* **Instruksi Tugas**:
**a.** Tentukan apakah setiap pernyataan berikut sesuai dengan teks tentang hukum demokrasi, lalu kutip kata-kata teks yang menjadi penentunya. (i) Demokrasi disebut sebagai sistem duniawi. (ii) Orang yang mencalonkan diri dengan mengakui sistem demokrasi dikatakan berada dalam keadaan aman. (iii) Demokrasi dinyatakan sejalan dengan Islam.
**b.** Tuliskan kembali bagian teks tentang hukum demokrasi di antara "Apa hukum demokrasi" dan "(2/1066 dan 1067)", termasuk kedua bagian tersebut.

* **Kutipan Teks**:
::::::::::

Jum'ah 21 Jumadil Ula 1446 - 22 November 2024
Indonesian

Hukum Demokrasi, Pemilu Dan Bekerja Dalam Sistemnya

Pertanyaan

Apa hukum demokrasi dan menduduki jabatan di kursi parlemen atau menduduki jabatan tertentu dalam pemerintahan demokrasi? Apa hukum pemungutan suara dan memilih seseorang dengan cara demokratis.

Teks Jawaban

Alhamdulillah.

Pertama:

Demokrasi merupakan system duniawi. Yaitu yang berlaku bagi rakyat adalah milik rakyat. Dengan demikian dia bertentangan dengan Islam. Karena hukum milik Allah Yang Maha Tinggi dan Maha Besar. Hak menetapkan perundang-uundangan tidak diberikan kepada seorang manusiapun, siapapun dia.

Disebutkan dalam “Mausu’ah Al-Adyan Wal Mazahib Al-Mu’ashirah” (2/1066 dan 1067)

“Tidak diragukan lagi bahwa system demokrasi merupakan salah satu bentuk syirik modern dalam hal ketaatan, ketundukan dan dalam penetapan konstitusi. Karena hal itu berarti menggugurkan kekuasaan Allah Ta’ala dan haknya yang mutlak dalam menetapkan syariat dengan menjadikannya sebagai hak makhluk.

Allah Ta’ala berfirman,

مَا تَعْبُدُونَ مِنْ دُونِهِ إِلَّا أَسْمَاءً سَمَّيْتُمُوهَا أَنْتُمْ وَآَبَاؤُكُمْ مَا أَنْزَلَ اللَّهُ بِهَا مِنْ سُلْطَانٍ إِنِ الْحُكْمُ إِلَّا لِلَّهِ أَمَرَ أَلَّا تَعْبُدُوا إِلَّا إِيَّاهُ ذَلِكَ الدِّينُ الْقَيِّمُ وَلَكِنَّ أَكْثَرَ النَّاسِ لَا يَعْلَمُونَ (سورة يوسف: 40) 

“Kamu tidak menyembah yang selain Allah kecuali hanya (menyembah) Nama-nama yang kamu dan nenek moyangmu membuat-buatnya. Allah tidak menurunkan suatu keteranganpun tentang Nama-nama itu. keputusan itu hanyalah kepunyaan Allah. Dia telah memerintahkan agar kamu tidak menyembah selain Dia. Itulah agama yang lurus, tetapi kebanyakan manusia tidak mengetahui." SQ. Yusuf: 40

Allah Ta’ala berfirman,

إِنِ الْحُكْمُ إِلَّا لِلَّهِ  (سورة الأنعام: 57)

“Menetapkan hukum itu hanyalah hak Allah" SQ> Al-An’am: 57.

Uraian terperinci masalah ini terdapat dalam jawaban soal no. 98134

Kedua:

Siapa yang menyadari kedudukan dan hukum system demokrasi, kemudian dia mencalonkan dirinya atau mencalonkan orang lain dengan mengakui system ini, maka dia berada dalam bahaya besar. Karena system demokrasi menafikan Islam sebagaimana telah disebutkan.

::::::::::

Entri Tersimpan
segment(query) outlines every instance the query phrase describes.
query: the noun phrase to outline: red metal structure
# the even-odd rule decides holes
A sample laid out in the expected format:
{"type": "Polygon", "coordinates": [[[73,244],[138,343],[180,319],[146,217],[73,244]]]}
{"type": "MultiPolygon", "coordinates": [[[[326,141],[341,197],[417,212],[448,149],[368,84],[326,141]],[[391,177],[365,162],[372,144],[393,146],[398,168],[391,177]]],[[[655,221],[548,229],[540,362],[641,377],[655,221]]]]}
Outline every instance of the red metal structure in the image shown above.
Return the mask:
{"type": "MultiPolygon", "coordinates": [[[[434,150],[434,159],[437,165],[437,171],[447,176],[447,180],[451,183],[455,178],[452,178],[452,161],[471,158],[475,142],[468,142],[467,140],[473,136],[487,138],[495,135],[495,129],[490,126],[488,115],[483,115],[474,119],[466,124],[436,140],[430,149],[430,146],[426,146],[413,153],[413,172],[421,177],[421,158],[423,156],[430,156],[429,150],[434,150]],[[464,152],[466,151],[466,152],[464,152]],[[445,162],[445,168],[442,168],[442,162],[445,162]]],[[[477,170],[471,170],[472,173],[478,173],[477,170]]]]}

::::::::::

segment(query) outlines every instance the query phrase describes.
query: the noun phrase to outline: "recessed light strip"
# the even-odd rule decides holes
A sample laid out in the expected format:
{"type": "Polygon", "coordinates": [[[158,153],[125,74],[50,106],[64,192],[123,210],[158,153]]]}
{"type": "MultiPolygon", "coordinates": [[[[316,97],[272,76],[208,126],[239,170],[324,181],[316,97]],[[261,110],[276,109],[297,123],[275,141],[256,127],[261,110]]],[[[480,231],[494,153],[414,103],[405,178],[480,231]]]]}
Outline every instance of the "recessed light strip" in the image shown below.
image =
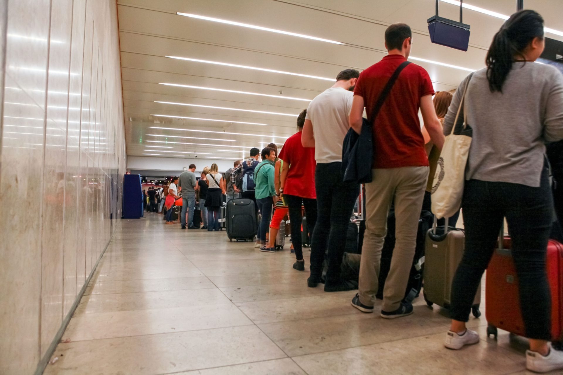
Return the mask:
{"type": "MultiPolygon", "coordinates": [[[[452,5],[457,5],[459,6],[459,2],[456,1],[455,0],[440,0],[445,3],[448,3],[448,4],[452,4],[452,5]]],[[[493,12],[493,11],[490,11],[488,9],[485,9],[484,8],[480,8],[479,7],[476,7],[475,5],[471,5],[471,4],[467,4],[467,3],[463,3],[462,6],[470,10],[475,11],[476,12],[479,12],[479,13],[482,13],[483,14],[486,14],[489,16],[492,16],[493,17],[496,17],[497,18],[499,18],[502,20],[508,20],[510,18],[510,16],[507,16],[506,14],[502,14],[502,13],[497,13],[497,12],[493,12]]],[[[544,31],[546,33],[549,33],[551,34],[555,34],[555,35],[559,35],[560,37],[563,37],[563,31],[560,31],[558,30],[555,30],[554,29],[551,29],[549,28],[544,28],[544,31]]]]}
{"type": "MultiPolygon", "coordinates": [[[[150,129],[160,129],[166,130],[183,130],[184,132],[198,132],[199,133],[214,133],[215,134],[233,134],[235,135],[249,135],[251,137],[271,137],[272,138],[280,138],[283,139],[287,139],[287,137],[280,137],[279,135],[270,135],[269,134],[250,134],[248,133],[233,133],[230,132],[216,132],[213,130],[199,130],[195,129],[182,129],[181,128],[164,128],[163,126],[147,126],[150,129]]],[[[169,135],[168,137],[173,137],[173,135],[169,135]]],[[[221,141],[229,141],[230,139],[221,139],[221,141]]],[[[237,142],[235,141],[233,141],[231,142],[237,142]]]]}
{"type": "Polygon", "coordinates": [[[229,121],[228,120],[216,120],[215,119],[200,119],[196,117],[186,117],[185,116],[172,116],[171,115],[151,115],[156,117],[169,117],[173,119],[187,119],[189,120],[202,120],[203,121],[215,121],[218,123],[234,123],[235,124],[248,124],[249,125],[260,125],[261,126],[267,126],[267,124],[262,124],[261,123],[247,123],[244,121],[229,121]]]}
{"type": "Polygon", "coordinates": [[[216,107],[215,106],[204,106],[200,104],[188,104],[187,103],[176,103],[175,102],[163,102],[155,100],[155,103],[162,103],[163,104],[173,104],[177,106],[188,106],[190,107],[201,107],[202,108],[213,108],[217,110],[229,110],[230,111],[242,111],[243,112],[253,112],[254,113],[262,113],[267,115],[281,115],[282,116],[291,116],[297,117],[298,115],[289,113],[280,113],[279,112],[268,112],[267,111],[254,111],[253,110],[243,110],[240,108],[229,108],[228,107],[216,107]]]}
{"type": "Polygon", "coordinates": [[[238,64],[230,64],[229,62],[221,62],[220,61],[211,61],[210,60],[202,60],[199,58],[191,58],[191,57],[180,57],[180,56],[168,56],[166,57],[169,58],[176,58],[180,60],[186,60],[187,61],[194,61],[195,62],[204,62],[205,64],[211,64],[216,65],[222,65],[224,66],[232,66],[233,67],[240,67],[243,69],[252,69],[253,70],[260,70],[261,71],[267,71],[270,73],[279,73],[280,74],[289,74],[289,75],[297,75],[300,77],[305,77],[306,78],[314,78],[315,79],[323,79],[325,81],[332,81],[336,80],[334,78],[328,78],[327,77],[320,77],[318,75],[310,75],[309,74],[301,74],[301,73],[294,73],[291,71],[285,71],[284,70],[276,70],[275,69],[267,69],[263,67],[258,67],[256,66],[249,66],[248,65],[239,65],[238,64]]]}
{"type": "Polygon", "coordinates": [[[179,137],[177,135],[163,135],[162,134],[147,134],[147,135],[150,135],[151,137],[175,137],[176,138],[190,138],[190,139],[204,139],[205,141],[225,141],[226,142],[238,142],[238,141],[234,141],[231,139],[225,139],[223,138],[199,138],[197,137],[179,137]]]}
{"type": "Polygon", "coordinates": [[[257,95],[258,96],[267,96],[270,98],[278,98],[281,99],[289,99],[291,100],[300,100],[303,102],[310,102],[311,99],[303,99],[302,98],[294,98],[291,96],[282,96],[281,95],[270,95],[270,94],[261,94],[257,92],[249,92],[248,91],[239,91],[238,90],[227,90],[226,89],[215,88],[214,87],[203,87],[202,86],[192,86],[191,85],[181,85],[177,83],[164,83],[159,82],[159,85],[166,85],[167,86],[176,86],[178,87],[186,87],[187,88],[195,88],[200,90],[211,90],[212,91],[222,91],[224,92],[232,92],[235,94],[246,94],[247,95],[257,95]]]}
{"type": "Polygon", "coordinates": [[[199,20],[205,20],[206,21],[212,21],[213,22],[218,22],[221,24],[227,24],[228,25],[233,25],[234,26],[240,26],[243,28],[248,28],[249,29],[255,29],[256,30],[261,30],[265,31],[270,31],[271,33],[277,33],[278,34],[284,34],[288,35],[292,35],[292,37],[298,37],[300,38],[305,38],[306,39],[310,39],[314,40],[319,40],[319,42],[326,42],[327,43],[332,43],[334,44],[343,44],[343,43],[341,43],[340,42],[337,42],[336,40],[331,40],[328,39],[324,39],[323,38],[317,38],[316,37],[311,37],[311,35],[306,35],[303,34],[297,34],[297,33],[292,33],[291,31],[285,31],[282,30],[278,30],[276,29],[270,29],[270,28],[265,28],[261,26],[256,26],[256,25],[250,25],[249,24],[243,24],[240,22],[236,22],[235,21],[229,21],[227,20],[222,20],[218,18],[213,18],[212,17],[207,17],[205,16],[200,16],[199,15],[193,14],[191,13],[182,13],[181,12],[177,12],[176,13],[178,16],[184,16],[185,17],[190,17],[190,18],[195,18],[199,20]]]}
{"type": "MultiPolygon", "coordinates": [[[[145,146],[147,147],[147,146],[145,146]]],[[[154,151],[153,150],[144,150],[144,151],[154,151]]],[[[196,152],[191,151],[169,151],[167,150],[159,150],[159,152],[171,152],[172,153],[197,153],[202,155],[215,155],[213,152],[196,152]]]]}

::::::::::

* **Kunci Jawaban**:
**a.**
(i) Ya: "Demokrasi merupakan system duniawi."
(ii) Tidak: "maka dia berada dalam bahaya besar."
(iii) Tidak: "Dengan demikian dia bertentangan dengan Islam."

**b.**
Apa hukum demokrasi dan menduduki jabatan di kursi parlemen atau menduduki jabatan tertentu dalam pemerintahan demokrasi? Apa hukum pemungutan suara dan memilih seseorang dengan cara demokratis.

Teks Jawaban

Alhamdulillah.

Pertama:

Demokrasi merupakan system duniawi. Yaitu yang berlaku bagi rakyat adalah milik rakyat. Dengan demikian dia bertentangan dengan Islam. Karena hukum milik Allah Yang Maha Tinggi dan Maha Besar. Hak menetapkan perundang-uundangan tidak diberikan kepada seorang manusiapun, siapapun dia.

Disebutkan dalam “Mausu’ah Al-Adyan Wal Mazahib Al-Mu’ashirah” (2/1066 dan 1067)